[EXERCISE GOAL] Return the data below in full, exactly as it stands.

── PROVIDED DATA

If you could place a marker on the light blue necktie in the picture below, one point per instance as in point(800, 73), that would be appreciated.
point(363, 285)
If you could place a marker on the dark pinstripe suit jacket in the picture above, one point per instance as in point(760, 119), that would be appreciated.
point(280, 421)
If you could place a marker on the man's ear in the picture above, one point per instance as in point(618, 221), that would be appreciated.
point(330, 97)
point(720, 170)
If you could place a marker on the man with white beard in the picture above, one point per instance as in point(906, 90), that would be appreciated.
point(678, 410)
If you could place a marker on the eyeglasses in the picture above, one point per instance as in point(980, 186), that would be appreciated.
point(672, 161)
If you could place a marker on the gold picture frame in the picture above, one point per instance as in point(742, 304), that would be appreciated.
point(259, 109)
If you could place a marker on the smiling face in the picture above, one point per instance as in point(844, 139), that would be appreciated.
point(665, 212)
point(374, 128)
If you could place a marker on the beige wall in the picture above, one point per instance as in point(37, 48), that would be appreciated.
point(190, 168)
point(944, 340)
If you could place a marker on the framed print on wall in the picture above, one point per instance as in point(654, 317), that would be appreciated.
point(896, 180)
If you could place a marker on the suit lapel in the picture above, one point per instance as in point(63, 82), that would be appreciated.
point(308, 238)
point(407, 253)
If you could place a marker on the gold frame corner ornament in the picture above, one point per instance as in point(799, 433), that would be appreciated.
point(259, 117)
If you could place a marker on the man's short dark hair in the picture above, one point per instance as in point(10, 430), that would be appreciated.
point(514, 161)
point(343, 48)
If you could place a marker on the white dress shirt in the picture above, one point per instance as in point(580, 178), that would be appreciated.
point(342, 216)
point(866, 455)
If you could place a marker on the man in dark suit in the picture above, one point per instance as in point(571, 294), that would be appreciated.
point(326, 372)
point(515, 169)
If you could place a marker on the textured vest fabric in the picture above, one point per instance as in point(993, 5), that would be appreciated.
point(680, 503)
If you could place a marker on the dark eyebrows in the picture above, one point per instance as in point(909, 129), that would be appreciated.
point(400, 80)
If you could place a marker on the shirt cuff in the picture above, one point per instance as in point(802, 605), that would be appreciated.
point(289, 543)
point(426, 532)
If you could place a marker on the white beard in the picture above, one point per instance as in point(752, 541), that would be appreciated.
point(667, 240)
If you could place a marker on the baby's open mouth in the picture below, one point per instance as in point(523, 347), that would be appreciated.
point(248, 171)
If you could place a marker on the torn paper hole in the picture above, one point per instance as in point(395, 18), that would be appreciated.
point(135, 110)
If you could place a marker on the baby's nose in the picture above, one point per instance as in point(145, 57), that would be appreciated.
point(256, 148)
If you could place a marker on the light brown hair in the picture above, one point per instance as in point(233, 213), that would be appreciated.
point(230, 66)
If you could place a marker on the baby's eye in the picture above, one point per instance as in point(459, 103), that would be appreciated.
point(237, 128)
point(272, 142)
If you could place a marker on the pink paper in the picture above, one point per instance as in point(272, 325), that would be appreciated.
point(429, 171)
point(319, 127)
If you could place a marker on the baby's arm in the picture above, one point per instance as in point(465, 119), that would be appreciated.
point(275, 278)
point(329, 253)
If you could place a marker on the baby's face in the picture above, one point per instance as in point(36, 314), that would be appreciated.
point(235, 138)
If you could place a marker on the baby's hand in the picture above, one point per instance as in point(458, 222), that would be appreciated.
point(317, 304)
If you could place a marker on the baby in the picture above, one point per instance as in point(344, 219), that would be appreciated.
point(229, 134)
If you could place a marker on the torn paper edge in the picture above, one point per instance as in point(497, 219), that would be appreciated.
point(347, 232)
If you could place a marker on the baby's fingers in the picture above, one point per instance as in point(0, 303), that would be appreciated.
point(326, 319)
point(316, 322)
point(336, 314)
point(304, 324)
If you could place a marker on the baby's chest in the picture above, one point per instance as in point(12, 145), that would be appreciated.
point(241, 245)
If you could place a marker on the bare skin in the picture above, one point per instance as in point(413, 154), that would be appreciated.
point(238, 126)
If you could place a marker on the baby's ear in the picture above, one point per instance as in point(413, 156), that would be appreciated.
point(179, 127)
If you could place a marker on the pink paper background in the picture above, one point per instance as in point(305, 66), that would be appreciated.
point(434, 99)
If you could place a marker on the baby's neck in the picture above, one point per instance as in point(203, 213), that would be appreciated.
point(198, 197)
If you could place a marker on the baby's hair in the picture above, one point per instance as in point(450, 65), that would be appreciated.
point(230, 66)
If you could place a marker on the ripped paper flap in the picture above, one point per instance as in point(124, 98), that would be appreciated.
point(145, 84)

────

[OUTPUT]
If you could place a marker on the light blue necktie in the picture below, one point per instance as in point(800, 73), that would be appreciated.
point(363, 285)
If you could place a marker on the dark pinstripe suit jacket in the picture above, one point per instance as in point(760, 119), that would be appreciated.
point(280, 421)
If you could place a marker on the man's ear in the picture above, one point per instance as in point(618, 221), that would be appreciated.
point(330, 97)
point(720, 170)
If you could place a marker on the man with white beard in the picture above, one point per instance as in point(906, 90), that would be appreciated.
point(678, 410)
If you could place a marker on the eyeglasses in the picture above, one point per instance as in point(980, 186), that would be appreciated.
point(672, 161)
If you could place a marker on the gold picture frame in the picture above, one point per instance as in point(742, 304), that would be appreciated.
point(259, 109)
If you could place a marker on the smiling face in the picture above, one point per instance as in point(844, 139), that would be appreciated.
point(665, 212)
point(374, 128)
If you could place a marker on the beige wall in the picture above, one point per instance as in point(37, 48), that would be appreciated.
point(190, 168)
point(944, 340)
If you could place a marker on the framed print on wall in the picture above, one point per instance as in point(654, 317), that would be appreciated.
point(896, 180)
If you could place a marker on the suit lapel in the picture above, one point per instance as in point(63, 82), that would be appreciated.
point(308, 238)
point(407, 253)
If you could place a marker on the gold frame corner ornament in the picture above, one point per instance as in point(799, 433), that would be appreciated.
point(259, 117)
If you could place a marker on the man's short dark hair in the picture above, one point per instance as in point(10, 430), that would be appreciated.
point(514, 161)
point(343, 48)
If you could place a marker on the white dress shirt in the picture above, one point per instance as in point(580, 178), that would be appreciated.
point(342, 216)
point(866, 455)
If you could place a marker on the man in dark suit in the picture above, one point per instance as in point(571, 294), that would be appreciated.
point(326, 372)
point(515, 169)
If you could place a marker on the textured vest fabric in the picture above, one point per instance as in point(993, 5), that would be appreciated.
point(680, 503)
If you could place a marker on the dark eyebrows in the picture above, one point per instance as in point(909, 129), that would be appreciated.
point(400, 80)
If you could place a marker on the shirt cuff in the picture above, one point per instance as in point(802, 605), that would be appreciated.
point(289, 543)
point(426, 532)
If you could place a marker on the white beard in the picture above, one point per instance as in point(752, 541), that would be appreciated.
point(667, 240)
If you could place a marker on the baby's open mouth in the picture below, one point per instance as in point(523, 347), that would be appreciated.
point(248, 171)
If you could place a marker on the torn paper hole in the picture above, one point per instance as in point(395, 18), that would be appreciated.
point(135, 110)
If you could place a marker on the baby's nose in the picture above, one point per instance as in point(145, 57), that would be appreciated.
point(256, 148)
If you could place a marker on the light brown hair in the picture above, one point per instance as in point(233, 213), that would be appreciated.
point(230, 66)
If you could place a marker on the baby's eye in the picture above, one point per instance as in point(459, 103), that would be appreciated.
point(237, 128)
point(272, 142)
If you could place a marker on the pink paper in the picture above, one point per instance as in point(272, 325), that would be appreciated.
point(429, 171)
point(319, 127)
If you could place a marker on the baby's arm in the picture above, one point per instance as in point(465, 119), that would be appreciated.
point(275, 278)
point(329, 253)
If you could place a marker on the baby's face in the picture above, one point per instance as in point(36, 314), that would be appreciated.
point(235, 138)
If you could place a marker on the baby's hand in the picture above, one point per instance as in point(458, 222), that would be appreciated.
point(317, 304)
If you could place a marker on the baby in the picture above, one point per instance as in point(344, 219), that would be appreciated.
point(229, 134)
If you could place a marker on the torn paper edge in the picture above, one point per instance as in point(497, 219), that would be appreciated.
point(347, 232)
If you could place a marker on the baby's fingers in the picture above, one point per instance as in point(0, 303), that would be appreciated.
point(326, 319)
point(316, 322)
point(336, 314)
point(304, 324)
If you could place a marker on the baby's chest in the picture above, one point per instance as in point(12, 145), that would be appreciated.
point(241, 245)
If you could place a marker on the bare skin in the picture above, one point per instance as in point(413, 154), that would be appreciated.
point(238, 126)
If you could place a marker on the baby's ear in the picture above, one point per instance as in point(413, 156), that would be appreciated.
point(179, 127)
If you could place a marker on the pink paper background in the picture above, one point per instance as in point(305, 66), that would be appreciated.
point(434, 99)
If you could place a marker on the baby's neck in the picture above, one point per instance as in point(203, 213), that would be appreciated.
point(198, 197)
If you could place a marker on the baby's hair in the picture above, one point per instance as in point(450, 65), that would be appreciated.
point(230, 66)
If you could place a marker on the ripped paper flap in the picture above, one point per instance as in point(124, 98), that would be appreciated.
point(145, 84)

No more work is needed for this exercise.